* **DO THIS**
Gather every line in the records below that contains the string "fixture" and copy each line. Count only matches with the same uppercase and lowercase letters.

* **SUPPLIED DATA**
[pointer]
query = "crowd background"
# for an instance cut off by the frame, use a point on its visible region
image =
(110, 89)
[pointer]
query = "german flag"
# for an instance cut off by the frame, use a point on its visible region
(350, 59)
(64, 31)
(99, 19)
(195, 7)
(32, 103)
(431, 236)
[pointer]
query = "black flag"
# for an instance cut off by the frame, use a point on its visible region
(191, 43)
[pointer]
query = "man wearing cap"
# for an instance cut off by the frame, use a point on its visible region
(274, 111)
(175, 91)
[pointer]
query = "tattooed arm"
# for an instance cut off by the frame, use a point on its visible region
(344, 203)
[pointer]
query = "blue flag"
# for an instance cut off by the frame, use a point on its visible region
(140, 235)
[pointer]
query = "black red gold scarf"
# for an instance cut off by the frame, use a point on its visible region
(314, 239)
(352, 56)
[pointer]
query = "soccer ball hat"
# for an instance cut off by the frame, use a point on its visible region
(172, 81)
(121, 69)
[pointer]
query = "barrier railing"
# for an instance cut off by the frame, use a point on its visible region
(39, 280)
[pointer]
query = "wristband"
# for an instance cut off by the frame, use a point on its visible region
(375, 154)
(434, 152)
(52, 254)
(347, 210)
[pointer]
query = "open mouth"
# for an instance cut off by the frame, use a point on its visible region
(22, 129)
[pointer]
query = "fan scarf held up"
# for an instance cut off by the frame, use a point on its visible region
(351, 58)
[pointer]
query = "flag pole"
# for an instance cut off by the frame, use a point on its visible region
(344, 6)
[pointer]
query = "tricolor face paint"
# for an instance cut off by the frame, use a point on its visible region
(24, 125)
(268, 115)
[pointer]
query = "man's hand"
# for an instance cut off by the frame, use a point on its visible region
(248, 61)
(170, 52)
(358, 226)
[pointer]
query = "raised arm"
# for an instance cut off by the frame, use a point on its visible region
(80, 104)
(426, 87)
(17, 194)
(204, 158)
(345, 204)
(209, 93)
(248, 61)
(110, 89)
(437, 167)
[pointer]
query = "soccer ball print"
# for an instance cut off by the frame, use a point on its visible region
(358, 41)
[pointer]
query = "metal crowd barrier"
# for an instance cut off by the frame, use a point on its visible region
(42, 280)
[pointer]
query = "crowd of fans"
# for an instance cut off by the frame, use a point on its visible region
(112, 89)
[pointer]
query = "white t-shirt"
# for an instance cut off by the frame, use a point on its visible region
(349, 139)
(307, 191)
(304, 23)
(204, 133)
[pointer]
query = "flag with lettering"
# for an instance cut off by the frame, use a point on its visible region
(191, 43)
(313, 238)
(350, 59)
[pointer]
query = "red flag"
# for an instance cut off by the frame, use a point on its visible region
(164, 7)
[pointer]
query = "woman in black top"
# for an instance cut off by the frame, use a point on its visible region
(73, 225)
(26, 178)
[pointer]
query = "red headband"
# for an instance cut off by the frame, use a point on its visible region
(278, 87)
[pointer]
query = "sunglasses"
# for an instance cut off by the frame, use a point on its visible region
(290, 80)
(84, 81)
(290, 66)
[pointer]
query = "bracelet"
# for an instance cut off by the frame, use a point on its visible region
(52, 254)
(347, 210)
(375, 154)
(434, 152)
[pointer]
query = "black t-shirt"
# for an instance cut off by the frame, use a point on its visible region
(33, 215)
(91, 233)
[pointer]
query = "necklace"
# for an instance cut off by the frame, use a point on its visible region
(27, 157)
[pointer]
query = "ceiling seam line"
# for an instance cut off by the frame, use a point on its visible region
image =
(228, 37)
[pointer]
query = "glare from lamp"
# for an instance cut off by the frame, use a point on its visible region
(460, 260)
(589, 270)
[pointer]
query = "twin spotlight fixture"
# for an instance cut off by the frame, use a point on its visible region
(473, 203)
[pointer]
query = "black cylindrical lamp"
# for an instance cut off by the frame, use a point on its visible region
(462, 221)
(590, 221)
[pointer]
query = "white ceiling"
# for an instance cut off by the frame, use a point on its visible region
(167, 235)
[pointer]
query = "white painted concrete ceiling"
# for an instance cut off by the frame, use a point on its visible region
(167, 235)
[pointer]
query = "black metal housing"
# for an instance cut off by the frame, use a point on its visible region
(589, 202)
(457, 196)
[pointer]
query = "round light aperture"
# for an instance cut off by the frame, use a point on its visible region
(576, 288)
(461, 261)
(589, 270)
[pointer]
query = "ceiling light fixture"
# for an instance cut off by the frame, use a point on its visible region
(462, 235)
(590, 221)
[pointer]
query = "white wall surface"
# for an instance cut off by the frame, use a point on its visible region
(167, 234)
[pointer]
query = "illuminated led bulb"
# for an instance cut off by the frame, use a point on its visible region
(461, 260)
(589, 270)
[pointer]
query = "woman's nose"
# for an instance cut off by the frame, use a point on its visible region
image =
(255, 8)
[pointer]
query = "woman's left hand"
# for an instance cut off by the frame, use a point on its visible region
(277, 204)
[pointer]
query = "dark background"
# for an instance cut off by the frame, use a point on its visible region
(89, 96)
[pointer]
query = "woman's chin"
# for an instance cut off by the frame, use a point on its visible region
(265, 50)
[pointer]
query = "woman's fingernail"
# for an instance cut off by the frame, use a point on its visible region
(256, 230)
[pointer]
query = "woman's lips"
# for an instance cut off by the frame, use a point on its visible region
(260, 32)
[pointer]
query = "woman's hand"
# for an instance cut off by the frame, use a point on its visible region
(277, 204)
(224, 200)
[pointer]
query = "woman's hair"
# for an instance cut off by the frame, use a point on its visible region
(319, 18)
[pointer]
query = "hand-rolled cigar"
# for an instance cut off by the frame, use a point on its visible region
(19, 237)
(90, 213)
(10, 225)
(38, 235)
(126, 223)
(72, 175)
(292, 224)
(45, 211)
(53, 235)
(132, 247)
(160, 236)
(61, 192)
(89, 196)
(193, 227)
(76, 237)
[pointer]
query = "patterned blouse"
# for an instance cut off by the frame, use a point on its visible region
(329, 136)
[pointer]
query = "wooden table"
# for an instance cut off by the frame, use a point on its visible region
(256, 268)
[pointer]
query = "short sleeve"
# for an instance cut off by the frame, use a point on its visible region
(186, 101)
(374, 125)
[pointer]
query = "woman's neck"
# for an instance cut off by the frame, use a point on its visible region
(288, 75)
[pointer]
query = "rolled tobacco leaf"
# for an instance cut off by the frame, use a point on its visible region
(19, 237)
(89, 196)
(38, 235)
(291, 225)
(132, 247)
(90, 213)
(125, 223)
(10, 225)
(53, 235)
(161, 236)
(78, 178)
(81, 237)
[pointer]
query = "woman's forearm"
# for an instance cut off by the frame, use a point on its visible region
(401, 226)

* **RESPONSE TO THE EXERCISE**
query = "twin spotlight fixture"
query = "ceiling light fixture"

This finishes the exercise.